- **Data to use**:
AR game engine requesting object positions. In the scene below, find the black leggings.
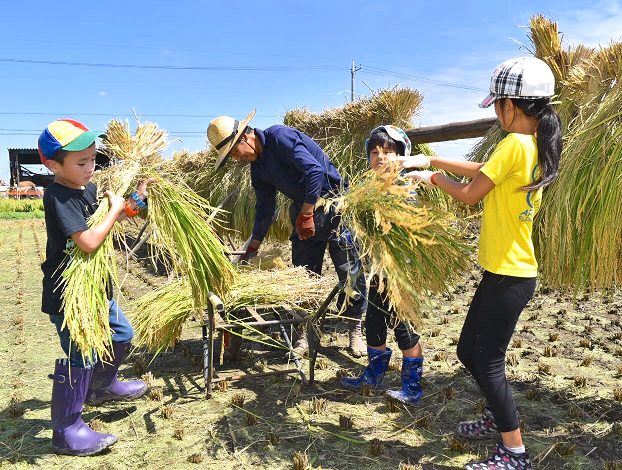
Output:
[458,271,536,432]
[365,277,419,351]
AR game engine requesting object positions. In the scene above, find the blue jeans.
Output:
[50,299,134,368]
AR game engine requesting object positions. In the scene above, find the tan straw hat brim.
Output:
[215,109,257,170]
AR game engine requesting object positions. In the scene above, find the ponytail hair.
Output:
[510,98,562,191]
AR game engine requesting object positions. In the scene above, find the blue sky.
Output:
[0,0,622,182]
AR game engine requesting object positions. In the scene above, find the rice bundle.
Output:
[469,15,622,291]
[60,117,168,363]
[283,88,431,178]
[536,82,622,290]
[63,117,235,362]
[148,178,236,308]
[335,168,472,324]
[133,266,332,352]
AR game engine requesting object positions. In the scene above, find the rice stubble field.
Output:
[0,219,622,470]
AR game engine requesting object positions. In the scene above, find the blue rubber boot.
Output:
[385,357,423,405]
[341,347,393,392]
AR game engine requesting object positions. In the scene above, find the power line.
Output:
[0,111,281,118]
[0,58,486,92]
[0,58,348,72]
[362,65,488,92]
[0,128,206,135]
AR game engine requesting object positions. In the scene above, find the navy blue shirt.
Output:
[251,125,347,240]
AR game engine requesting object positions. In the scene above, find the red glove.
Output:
[296,212,315,240]
[240,246,257,262]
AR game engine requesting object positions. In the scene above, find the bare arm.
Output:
[429,157,484,181]
[71,191,125,253]
[432,170,495,206]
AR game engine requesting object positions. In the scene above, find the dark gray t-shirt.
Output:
[41,183,97,315]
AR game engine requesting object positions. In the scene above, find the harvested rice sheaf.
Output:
[63,116,236,362]
[132,266,333,352]
[60,117,168,363]
[469,15,622,292]
[332,168,472,324]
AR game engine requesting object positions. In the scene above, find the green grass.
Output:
[0,211,45,220]
[0,199,43,213]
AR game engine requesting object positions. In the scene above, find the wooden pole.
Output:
[406,118,497,144]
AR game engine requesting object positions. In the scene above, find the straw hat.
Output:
[207,109,257,170]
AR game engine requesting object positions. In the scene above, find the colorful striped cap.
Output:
[39,119,106,164]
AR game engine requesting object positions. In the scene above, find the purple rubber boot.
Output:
[50,359,117,455]
[85,342,147,406]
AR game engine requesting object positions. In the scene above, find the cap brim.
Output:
[214,109,257,171]
[479,93,497,108]
[63,131,106,152]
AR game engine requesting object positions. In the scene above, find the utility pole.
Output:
[350,59,363,103]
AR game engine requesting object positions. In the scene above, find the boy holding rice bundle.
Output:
[341,126,425,405]
[38,119,150,456]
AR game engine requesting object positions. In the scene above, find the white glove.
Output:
[404,170,441,186]
[391,154,430,168]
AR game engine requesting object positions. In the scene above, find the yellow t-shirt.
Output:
[479,134,542,277]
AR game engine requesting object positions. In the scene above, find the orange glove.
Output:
[240,246,257,262]
[296,212,315,240]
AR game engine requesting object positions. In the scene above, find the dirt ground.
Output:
[0,219,622,470]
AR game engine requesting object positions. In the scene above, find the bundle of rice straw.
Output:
[132,266,332,353]
[63,116,235,362]
[332,168,472,324]
[148,177,236,308]
[469,15,622,292]
[59,117,168,363]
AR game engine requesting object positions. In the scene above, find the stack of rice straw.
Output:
[62,120,236,363]
[132,266,332,354]
[470,15,622,293]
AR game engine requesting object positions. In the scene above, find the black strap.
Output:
[216,120,240,150]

- **Task statement**: Rewrite all of the records above, replacing "scene" with "frame" everywhere and changing nothing else. Omit the pictures.

- **Full answer**:
AR game engine requesting object positions. In the frame below, find the black leggings.
Output:
[458,271,536,432]
[365,277,419,351]
AR game engine requesting object positions. In the frame above, find the blue jeans.
Output:
[50,299,134,368]
AR game engine requesting object positions. In the frame above, find the tan straw hat brim.
Output:
[215,109,257,170]
AR game engine requesting object positions. In the frame above, find the ponytail hair.
Output:
[510,98,562,191]
AR game engine requesting object positions. In the frame above, find the blue sky.
Output:
[0,0,622,182]
AR game engine requesting object positions. In the frame above, find the rice bundle.
Output:
[469,15,622,291]
[60,117,168,363]
[283,88,431,178]
[536,82,622,290]
[63,117,235,362]
[148,178,236,308]
[335,168,472,324]
[133,266,332,352]
AR game engine requesting object positions. In the frame above, find the rice stubble field.
Output:
[0,219,622,470]
AR game engine requesting object positions. In the frame above, find the blue rubber boot.
Output:
[385,357,423,405]
[341,347,393,392]
AR game engine requesting object positions. In the frame above, find the power line.
Output:
[0,111,281,118]
[0,58,486,92]
[0,58,348,72]
[362,65,488,92]
[0,128,206,135]
AR game engine requesting object positions. In the frame above, find the navy blue shirt.
Output:
[251,125,347,240]
AR game engine requesting object positions. In the frame above, find the red glove.
Output:
[296,212,315,240]
[240,246,257,262]
AR game engine requesting object positions. In the frame above, find the bare arm.
Output:
[429,157,484,181]
[71,191,125,253]
[432,170,495,206]
AR game engine requesting object positions. In the frame above, find the dark gray t-shirt.
Output:
[41,183,97,315]
AR game engine requesting object positions. In the frame above, find the harvested rice sheaf.
Output:
[63,116,236,362]
[132,266,333,352]
[60,117,168,363]
[469,15,622,292]
[332,168,472,324]
AR game engine requesting object positions. In the frame above, find the green grass.
Output:
[0,211,45,220]
[0,199,43,213]
AR game engine requesting object positions. In the frame above, find the wooden pole.
Output:
[406,118,497,144]
AR game engine requesting object positions. In the frame above, find the straw hat.
Output:
[207,109,257,170]
AR game engine requesting object positions. In the frame above, find the colorful striped cap.
Output:
[39,119,106,164]
AR game engine requesting object positions. In the frame above, find the purple rubber boot.
Output:
[50,359,117,455]
[85,342,147,406]
AR game engine requesting object positions. In the frame above, find the cap brim.
Output:
[214,109,257,171]
[479,93,497,108]
[63,131,106,152]
AR game engine requesting object positions. In the frame above, find the utility pole.
Output:
[350,59,363,103]
AR game engine requesting object positions. In the frame above, find the boy holding rice bundle.
Output:
[341,126,425,405]
[38,119,150,456]
AR game engine requesting object positions. In the frame above, find the white glove.
Output:
[404,170,441,186]
[391,154,430,168]
AR game engine requesting object positions. In the frame above, find the yellow t-shirt.
Output:
[479,134,542,277]
AR game engine requesting object positions. In the frame above, find the orange glove.
Output:
[240,246,257,262]
[296,212,315,240]
AR game engine requesting object positions. In the frame above, find the dirt ground.
Output:
[0,219,622,470]
AR game engine requesting object positions. In the frame above, find the bundle of rice straw.
Output:
[132,266,332,353]
[63,116,235,362]
[332,168,472,324]
[148,177,236,308]
[469,15,622,292]
[59,117,168,363]
AR game engine requesting object positions. In the frame above, find the stack of rice straw.
Output:
[62,120,236,363]
[132,266,332,354]
[470,15,622,293]
AR game engine requesting object positions. In the frame above, find the black strap.
Output:
[216,120,240,150]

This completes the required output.